> **TEXT BLOCK**
- - - - - - -

FRED HARRISON is Research Director of Land Research Trust, London. After a career as a Fleet Street investigative journalist, he was a consultant to a number of Russian academic and political bodies in their efforts to implement a more equitable transition to a market economy. Subsequently he turned his attention to the failure of economic analysis and public policies in the market economies. For more detail, see www.fredharrison.org

The author was the first to forecast (in 1997) the events that ruptured the global economy in 2008 by applying an analysis that exposes the fault lines in the structure of the market economy. Having correctly forecast the timing of the global crisis, the author now extends that same analysis to the future of the West, to evaluate fears from distinguished commentators who claim that European civilisation is in danger of being eclipsed. He concludes that the West is at a dangerous tipping point and provides empirical and theoretical evidence to warrant such an alarming conclusion. But he also explains why it is not too late to prevent the looming social catastrophe.

- - - - - - -

> **EXTRACTED INFORMATION**

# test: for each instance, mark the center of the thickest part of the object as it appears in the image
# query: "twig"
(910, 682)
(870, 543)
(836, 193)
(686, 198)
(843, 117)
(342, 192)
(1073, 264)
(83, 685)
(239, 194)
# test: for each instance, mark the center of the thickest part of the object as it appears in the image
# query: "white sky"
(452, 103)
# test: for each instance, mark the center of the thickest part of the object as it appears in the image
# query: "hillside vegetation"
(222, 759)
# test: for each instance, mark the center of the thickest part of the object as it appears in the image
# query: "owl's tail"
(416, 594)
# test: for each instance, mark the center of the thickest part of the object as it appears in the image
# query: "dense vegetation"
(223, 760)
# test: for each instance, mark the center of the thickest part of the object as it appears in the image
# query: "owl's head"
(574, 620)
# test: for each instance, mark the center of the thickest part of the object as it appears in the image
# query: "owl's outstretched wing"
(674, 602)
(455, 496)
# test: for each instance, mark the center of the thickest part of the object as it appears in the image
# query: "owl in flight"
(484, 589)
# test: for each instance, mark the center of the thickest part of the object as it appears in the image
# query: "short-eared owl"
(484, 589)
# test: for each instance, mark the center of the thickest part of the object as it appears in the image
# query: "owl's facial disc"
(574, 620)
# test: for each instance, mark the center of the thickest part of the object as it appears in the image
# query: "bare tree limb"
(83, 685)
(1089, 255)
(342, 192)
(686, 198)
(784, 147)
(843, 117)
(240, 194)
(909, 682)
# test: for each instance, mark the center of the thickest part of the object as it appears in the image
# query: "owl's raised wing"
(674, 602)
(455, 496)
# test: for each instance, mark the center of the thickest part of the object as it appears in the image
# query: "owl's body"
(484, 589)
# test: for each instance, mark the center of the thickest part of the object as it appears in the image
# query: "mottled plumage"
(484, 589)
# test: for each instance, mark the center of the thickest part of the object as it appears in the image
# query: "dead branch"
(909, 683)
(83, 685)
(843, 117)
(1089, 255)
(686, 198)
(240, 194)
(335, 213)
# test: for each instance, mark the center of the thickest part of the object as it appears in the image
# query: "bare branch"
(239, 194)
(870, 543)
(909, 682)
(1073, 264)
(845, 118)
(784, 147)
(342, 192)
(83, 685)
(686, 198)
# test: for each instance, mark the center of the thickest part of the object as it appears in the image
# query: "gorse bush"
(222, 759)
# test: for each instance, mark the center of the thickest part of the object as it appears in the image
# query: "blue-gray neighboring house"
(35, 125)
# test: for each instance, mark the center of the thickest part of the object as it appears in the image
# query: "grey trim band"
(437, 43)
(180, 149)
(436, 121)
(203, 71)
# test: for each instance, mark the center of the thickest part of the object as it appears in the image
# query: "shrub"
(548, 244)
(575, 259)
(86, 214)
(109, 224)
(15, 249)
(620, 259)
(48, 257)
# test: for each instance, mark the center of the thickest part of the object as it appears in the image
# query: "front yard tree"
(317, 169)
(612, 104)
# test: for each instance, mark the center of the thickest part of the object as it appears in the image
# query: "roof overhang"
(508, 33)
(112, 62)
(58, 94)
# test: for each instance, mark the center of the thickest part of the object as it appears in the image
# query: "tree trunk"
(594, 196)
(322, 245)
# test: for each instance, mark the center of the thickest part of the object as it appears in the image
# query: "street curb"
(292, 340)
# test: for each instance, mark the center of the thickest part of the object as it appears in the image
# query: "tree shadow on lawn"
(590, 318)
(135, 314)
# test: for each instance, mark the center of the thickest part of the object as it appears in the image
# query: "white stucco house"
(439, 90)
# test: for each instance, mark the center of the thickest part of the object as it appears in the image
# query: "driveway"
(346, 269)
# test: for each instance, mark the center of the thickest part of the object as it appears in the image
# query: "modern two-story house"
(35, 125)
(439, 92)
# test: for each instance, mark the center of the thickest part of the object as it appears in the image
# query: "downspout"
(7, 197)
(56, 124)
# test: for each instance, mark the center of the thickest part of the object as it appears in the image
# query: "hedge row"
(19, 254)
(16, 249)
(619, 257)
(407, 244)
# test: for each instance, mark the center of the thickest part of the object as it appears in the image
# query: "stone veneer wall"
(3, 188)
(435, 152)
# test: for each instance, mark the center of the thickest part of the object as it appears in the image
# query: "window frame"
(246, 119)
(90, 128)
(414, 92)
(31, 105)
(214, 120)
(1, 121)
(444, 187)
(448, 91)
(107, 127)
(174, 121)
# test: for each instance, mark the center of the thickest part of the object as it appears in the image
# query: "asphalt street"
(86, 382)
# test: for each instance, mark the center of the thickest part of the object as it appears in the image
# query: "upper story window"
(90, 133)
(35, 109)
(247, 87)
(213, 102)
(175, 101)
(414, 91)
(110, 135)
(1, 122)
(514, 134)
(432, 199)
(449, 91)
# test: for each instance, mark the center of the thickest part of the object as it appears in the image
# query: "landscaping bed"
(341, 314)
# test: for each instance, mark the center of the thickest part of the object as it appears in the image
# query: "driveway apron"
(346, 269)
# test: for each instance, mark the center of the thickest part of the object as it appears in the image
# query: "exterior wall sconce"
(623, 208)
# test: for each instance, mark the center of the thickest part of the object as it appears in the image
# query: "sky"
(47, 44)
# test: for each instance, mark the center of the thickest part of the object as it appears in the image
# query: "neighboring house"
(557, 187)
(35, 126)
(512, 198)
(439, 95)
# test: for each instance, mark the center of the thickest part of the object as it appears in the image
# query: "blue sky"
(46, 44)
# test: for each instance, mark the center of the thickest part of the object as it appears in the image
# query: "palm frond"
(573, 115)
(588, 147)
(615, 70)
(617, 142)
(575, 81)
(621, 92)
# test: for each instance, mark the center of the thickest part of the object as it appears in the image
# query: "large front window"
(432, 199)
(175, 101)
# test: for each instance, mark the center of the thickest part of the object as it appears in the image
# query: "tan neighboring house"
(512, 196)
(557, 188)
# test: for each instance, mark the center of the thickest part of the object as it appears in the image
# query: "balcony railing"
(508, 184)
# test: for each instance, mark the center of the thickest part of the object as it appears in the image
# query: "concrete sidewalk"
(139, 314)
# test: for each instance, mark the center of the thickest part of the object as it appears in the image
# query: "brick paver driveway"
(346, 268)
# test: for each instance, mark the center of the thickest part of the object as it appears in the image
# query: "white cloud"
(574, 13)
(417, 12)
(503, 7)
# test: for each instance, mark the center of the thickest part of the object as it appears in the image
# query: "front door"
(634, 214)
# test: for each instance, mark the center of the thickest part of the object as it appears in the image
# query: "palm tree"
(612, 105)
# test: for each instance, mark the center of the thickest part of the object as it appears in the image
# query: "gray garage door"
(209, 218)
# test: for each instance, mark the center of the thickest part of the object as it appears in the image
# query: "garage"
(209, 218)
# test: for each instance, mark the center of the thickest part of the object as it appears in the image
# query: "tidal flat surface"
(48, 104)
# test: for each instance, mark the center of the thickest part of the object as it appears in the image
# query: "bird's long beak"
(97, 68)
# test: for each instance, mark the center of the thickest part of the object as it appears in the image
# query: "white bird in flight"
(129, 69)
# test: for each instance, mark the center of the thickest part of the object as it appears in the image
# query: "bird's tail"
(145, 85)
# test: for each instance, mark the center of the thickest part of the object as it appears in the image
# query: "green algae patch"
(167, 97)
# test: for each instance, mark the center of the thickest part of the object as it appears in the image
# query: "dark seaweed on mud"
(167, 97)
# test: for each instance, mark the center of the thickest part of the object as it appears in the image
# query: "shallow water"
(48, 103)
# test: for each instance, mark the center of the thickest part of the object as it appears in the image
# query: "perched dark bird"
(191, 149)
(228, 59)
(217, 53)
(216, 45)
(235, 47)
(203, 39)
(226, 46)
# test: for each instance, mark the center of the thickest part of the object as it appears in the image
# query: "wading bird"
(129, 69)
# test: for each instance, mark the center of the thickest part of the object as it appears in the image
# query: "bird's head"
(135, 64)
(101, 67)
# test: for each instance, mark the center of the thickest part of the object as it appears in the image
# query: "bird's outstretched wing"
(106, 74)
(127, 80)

- - - - - - -

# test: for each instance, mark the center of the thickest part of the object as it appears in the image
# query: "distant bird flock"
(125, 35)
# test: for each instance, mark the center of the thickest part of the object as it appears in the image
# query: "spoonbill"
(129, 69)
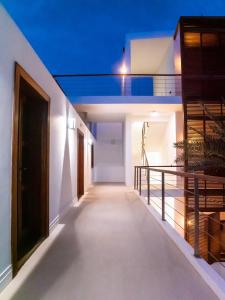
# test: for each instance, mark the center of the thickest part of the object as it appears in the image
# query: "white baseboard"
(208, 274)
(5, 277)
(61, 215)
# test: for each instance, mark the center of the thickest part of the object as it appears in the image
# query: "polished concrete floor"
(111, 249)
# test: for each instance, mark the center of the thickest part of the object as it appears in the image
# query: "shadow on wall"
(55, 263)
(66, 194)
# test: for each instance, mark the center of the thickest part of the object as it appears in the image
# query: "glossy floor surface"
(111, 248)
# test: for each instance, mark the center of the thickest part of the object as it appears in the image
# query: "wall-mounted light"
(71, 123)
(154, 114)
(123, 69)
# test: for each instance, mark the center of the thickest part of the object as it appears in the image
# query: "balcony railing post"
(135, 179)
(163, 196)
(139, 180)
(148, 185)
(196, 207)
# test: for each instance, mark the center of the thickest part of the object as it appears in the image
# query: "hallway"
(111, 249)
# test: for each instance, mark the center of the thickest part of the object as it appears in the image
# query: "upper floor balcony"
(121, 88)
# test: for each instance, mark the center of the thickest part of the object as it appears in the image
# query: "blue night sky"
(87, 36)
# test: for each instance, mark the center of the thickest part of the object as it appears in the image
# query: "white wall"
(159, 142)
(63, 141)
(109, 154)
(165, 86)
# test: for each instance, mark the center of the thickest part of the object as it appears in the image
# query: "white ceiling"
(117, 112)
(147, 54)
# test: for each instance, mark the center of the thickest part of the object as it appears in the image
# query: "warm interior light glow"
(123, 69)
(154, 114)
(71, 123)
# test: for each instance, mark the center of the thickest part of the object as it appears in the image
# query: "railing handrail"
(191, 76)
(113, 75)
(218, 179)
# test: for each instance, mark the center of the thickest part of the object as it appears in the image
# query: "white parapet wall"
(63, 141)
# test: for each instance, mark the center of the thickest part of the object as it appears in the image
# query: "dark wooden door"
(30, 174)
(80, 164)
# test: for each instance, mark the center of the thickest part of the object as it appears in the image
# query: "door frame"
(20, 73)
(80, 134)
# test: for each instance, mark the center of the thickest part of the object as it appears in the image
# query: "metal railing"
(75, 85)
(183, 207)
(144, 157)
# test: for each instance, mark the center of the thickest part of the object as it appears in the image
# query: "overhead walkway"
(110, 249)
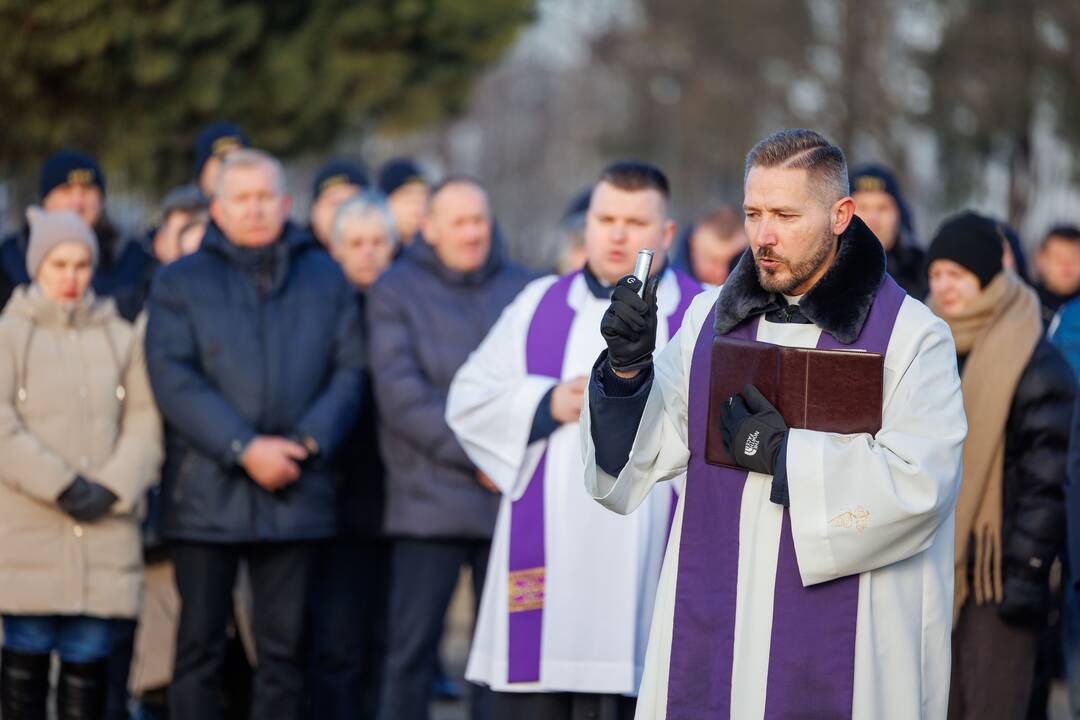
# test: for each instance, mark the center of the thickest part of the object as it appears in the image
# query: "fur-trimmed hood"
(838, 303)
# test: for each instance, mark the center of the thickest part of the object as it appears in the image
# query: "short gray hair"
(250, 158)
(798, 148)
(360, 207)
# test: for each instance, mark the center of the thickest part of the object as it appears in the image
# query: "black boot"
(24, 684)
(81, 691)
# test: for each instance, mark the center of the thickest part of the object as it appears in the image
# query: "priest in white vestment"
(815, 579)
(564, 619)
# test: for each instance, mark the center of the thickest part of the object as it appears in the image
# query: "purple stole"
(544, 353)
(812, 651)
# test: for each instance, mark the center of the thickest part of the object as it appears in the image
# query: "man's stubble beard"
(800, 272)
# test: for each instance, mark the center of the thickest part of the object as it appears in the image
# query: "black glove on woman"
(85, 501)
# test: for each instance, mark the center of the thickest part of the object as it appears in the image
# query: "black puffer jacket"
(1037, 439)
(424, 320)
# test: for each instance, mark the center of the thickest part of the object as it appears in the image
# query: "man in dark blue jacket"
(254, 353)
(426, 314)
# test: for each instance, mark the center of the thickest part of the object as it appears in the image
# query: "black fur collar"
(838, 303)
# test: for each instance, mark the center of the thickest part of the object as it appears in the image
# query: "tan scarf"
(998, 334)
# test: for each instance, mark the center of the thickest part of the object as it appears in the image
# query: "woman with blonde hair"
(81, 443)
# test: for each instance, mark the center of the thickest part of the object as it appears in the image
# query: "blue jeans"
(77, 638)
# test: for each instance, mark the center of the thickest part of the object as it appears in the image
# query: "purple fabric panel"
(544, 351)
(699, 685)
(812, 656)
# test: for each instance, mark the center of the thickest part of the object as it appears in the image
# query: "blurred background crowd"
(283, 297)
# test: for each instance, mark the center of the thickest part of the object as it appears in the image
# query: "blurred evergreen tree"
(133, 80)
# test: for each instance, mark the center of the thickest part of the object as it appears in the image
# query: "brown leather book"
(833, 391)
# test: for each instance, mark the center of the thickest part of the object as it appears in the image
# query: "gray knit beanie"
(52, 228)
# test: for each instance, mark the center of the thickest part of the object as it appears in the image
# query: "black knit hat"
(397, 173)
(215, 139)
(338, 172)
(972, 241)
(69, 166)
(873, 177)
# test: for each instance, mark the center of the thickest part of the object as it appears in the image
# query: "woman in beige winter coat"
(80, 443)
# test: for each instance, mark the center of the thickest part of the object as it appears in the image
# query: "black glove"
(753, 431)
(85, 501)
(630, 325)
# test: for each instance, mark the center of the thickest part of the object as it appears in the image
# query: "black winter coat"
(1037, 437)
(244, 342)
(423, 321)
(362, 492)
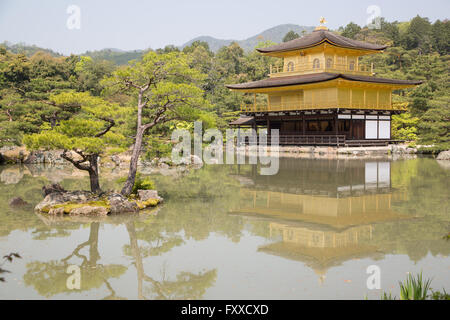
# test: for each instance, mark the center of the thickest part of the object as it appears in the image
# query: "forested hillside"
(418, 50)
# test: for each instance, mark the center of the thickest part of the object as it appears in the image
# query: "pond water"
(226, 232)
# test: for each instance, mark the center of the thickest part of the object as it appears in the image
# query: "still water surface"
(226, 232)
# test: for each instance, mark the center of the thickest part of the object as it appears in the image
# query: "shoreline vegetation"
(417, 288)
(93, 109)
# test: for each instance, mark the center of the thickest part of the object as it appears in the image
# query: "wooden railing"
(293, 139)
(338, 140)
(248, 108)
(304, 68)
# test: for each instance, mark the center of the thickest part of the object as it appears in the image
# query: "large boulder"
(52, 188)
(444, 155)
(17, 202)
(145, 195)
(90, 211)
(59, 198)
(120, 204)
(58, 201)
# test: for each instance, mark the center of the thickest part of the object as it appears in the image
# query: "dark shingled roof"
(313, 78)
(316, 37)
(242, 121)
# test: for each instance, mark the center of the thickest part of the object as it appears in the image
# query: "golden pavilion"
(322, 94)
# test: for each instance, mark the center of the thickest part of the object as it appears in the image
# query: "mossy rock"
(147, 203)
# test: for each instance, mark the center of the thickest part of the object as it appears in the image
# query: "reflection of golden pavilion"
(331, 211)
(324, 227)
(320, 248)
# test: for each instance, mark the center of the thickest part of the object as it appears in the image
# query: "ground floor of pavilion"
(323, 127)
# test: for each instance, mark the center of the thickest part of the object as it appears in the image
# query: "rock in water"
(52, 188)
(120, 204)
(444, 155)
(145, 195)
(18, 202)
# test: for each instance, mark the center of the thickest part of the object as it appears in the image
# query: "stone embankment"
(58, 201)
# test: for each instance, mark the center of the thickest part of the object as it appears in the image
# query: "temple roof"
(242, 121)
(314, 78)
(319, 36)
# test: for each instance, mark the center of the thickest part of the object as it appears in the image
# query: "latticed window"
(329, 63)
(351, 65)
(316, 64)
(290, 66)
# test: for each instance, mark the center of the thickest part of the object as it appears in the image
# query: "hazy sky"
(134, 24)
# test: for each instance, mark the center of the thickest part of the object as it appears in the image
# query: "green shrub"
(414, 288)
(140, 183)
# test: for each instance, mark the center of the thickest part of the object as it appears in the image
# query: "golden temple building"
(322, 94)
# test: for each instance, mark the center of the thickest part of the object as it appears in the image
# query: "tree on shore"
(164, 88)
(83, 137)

- - - - - - -

> **APPLY WHAT YOU READ**
a) List every role or position that the profile of Fred Harrison says he has held.
b) Answer these questions from the profile of Fred Harrison:
(i) In what year did he first forecast the events that ruptured the global economy?
(ii) In which city is Land Research Trust located?
(iii) According to his conclusion, what point has the West reached?
c) Go on with the profile of Fred Harrison, starting after its final sentence.
The material placed after the profile of Fred Harrison comes from a separate source.

> **YOUR WRITTEN ANSWERS**
a)
- Research Director of Land Research Trust, London
- Fleet Street investigative journalist
- Consultant to a number of Russian academic and political bodies

b)
(i) 1997
(ii) London
(iii) A dangerous tipping point

c)
…Such prescience is strikingly impressive, and demands that the author be taken very seriously.’ Bernadette Meaden for Ekklesia


Attributing the present crisis to a social process of cheating, he develops a synthesis of the social and natural sciences to show how the market system can be reformed. He introduces the concept of organic finance, which prescribes reforms capable of delivering both sustainable growth, with a more equitable distribution of wealth, and respect for other life forms.

To explain the persistent failure to resolve protracted social and environmental crises, the author introduces a theory of social trauma. Populations have been destabilised by the coercive loss of land to the point where they have lost their traditional reference points. No longer able to live by the laws of nature, they are forced to conform to laws that consolidate the privileges of those who had cheated them of their birthright: access to nature’s resources. Many pathological consequences flow from this tearing of people from their social and ecological habitats. To recover from this state of trauma, the author argues, people need to use the new tools of communication, such as social media, to regain control over their future destiny through a kind of collective psychosocial therapy.